:: TASK INSTRUCTIONS ::
Report each line in the items below that contains the string "shorts", copying every such line in full.

:: GIVEN INFORMATION ::
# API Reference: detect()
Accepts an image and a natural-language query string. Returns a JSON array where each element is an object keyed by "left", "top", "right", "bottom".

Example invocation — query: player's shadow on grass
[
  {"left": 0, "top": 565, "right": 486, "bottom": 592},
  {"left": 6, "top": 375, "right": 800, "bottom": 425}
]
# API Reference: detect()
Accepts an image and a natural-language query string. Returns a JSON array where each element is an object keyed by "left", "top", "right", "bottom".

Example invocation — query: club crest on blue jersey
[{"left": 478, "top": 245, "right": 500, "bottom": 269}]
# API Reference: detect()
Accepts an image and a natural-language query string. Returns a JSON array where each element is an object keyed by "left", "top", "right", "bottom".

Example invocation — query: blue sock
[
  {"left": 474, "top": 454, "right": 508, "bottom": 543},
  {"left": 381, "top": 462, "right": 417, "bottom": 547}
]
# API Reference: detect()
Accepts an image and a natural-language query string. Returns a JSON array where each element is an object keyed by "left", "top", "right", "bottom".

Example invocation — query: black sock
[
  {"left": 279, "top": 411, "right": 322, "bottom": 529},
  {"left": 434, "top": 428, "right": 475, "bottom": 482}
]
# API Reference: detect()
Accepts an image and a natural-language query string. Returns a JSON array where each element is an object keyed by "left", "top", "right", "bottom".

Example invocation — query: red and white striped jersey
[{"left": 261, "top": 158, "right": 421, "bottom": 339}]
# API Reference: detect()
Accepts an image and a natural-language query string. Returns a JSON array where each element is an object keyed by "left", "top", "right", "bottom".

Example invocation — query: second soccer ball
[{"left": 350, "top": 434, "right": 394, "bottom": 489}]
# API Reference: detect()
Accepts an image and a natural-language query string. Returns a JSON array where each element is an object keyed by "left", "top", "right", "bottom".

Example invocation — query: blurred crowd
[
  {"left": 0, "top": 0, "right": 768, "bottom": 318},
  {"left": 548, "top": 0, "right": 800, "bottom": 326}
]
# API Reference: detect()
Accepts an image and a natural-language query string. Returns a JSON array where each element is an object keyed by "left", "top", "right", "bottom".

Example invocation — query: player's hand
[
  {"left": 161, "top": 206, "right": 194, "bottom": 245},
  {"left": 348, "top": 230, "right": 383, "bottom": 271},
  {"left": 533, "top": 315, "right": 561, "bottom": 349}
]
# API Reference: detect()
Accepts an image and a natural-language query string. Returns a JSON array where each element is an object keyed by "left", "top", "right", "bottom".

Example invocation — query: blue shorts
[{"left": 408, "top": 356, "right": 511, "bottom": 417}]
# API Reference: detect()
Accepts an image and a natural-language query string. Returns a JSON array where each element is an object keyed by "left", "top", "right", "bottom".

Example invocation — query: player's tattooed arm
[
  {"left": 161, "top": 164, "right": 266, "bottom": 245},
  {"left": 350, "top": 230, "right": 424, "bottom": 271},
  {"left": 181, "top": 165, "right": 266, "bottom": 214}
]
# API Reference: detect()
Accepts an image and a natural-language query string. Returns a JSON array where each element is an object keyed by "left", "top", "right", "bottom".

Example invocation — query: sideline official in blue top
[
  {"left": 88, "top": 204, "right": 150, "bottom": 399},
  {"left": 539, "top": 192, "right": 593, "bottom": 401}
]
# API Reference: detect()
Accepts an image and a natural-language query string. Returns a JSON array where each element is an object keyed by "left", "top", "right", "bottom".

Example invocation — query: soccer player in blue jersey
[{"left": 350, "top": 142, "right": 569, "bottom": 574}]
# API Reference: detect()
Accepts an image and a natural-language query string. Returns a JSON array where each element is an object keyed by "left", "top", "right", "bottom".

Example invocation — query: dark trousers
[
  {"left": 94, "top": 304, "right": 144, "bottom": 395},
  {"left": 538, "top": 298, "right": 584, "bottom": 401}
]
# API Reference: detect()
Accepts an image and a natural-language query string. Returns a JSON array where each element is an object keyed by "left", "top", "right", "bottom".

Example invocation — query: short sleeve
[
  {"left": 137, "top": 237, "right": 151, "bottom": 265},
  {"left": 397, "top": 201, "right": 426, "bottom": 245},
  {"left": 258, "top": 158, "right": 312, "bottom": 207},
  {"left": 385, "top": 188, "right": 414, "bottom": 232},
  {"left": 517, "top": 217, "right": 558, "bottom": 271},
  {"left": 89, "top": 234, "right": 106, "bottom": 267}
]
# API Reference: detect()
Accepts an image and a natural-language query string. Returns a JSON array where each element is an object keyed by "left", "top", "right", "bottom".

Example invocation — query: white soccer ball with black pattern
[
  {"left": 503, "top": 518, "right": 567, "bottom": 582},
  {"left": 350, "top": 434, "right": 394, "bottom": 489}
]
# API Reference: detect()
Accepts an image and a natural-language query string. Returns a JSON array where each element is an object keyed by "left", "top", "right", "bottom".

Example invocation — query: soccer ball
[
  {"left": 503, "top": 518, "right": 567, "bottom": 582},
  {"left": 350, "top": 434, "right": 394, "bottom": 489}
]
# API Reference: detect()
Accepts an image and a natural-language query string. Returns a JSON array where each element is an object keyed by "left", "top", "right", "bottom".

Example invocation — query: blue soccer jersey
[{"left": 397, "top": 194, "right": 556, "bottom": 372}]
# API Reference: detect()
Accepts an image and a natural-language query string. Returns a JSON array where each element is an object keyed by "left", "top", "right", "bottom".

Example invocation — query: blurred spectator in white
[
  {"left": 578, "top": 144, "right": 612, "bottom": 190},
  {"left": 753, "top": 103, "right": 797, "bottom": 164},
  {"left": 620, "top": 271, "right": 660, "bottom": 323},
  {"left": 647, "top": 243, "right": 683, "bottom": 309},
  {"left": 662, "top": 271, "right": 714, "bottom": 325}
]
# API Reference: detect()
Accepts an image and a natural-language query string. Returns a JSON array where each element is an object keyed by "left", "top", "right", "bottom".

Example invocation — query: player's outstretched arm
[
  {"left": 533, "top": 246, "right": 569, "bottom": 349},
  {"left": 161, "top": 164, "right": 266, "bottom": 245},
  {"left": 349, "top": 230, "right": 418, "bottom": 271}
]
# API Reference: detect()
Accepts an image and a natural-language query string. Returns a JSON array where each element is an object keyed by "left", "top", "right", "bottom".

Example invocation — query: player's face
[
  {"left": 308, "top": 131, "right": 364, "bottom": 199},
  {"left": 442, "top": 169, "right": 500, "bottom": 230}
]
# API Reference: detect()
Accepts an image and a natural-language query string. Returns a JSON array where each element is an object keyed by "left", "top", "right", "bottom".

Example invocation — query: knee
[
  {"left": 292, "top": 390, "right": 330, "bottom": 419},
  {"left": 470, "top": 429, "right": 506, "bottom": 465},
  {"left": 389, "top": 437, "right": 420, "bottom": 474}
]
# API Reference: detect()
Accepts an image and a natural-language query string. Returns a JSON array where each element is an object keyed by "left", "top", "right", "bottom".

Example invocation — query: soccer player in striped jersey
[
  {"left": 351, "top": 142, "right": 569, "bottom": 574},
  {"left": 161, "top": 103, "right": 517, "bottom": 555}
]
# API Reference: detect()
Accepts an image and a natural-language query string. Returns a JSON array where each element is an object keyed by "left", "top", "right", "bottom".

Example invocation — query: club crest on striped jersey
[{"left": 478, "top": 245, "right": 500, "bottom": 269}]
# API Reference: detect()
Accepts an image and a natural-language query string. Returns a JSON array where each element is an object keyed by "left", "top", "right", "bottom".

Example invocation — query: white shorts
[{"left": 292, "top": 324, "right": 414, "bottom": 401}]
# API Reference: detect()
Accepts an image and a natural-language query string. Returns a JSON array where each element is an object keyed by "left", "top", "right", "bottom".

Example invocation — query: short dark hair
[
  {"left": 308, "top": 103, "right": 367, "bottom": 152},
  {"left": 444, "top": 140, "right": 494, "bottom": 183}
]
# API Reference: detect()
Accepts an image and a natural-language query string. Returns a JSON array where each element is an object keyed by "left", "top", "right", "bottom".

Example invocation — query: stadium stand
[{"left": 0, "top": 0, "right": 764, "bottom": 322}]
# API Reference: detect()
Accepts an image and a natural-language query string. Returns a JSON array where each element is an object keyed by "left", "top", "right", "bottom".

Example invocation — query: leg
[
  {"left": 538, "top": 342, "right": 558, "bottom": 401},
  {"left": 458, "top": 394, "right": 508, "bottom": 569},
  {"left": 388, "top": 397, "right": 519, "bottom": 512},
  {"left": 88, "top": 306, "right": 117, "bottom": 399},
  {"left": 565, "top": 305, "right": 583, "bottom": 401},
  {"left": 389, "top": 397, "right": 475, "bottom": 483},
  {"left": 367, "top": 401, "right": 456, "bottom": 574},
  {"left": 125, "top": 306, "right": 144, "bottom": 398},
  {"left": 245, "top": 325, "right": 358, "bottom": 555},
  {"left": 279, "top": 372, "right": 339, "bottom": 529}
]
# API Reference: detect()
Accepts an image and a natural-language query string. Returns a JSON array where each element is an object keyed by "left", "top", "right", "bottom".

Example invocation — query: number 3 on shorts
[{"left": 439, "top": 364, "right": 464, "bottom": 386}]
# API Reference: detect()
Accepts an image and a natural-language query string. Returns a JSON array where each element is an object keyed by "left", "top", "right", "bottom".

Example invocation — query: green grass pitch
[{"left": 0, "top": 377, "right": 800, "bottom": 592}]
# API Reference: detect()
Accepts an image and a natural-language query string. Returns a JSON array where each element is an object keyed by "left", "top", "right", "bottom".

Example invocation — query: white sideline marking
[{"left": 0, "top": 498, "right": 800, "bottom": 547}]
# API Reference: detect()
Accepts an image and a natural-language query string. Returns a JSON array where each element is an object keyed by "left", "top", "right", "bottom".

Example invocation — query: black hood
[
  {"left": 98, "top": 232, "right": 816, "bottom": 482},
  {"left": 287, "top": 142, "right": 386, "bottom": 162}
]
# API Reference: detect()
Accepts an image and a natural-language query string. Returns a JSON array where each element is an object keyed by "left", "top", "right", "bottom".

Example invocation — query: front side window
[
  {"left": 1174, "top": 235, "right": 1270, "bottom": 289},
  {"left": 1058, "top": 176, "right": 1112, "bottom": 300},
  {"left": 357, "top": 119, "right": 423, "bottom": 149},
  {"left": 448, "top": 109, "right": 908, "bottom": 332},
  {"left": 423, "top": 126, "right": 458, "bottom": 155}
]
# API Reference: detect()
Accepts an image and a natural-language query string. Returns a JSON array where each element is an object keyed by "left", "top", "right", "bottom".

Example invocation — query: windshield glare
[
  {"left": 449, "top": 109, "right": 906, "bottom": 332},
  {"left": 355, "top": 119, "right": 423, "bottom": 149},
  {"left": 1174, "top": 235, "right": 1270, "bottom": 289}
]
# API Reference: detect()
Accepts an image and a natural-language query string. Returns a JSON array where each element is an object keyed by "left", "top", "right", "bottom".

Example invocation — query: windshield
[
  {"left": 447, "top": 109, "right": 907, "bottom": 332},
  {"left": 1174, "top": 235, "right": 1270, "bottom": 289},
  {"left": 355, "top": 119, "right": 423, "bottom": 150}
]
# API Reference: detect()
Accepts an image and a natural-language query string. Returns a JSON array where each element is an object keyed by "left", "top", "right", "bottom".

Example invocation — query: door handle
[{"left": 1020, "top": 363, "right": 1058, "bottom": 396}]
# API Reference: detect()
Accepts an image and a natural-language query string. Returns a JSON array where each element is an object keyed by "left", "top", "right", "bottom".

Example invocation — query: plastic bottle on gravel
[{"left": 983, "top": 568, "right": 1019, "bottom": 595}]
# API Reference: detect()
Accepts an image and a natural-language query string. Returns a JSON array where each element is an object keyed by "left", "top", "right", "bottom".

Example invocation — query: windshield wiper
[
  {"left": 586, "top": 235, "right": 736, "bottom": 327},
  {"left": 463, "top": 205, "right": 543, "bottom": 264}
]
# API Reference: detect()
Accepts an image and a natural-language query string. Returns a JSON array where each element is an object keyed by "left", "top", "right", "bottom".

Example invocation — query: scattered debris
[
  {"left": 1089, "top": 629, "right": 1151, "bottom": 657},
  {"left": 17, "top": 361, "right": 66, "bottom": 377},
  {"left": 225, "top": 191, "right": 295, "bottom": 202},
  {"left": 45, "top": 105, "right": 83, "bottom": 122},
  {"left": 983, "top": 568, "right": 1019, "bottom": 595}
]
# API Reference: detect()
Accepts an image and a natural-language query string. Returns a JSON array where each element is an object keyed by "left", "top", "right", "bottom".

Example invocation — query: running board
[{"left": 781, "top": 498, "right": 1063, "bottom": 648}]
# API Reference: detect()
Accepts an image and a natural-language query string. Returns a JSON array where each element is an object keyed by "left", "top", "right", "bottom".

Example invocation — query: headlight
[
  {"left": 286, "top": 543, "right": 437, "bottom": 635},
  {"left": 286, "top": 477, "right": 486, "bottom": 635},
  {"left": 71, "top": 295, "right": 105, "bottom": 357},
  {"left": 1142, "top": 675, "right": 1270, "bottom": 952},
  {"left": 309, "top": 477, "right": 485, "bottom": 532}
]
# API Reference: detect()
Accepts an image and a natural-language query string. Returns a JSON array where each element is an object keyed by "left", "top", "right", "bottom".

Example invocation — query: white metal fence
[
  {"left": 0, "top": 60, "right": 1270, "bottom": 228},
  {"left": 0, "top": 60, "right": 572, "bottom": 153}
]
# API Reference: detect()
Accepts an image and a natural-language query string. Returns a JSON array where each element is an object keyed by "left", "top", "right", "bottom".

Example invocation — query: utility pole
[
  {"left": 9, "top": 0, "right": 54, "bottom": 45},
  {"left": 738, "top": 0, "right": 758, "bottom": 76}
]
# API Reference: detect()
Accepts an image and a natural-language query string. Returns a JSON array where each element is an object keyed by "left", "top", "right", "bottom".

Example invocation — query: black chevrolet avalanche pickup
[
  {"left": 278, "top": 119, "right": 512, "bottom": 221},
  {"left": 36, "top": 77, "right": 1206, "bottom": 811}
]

:: ANSWER TO THIS TASK ::
Example invocation — query: blue shorts
Example invocation — query: white shorts
Example invocation — query: number 3 on shorts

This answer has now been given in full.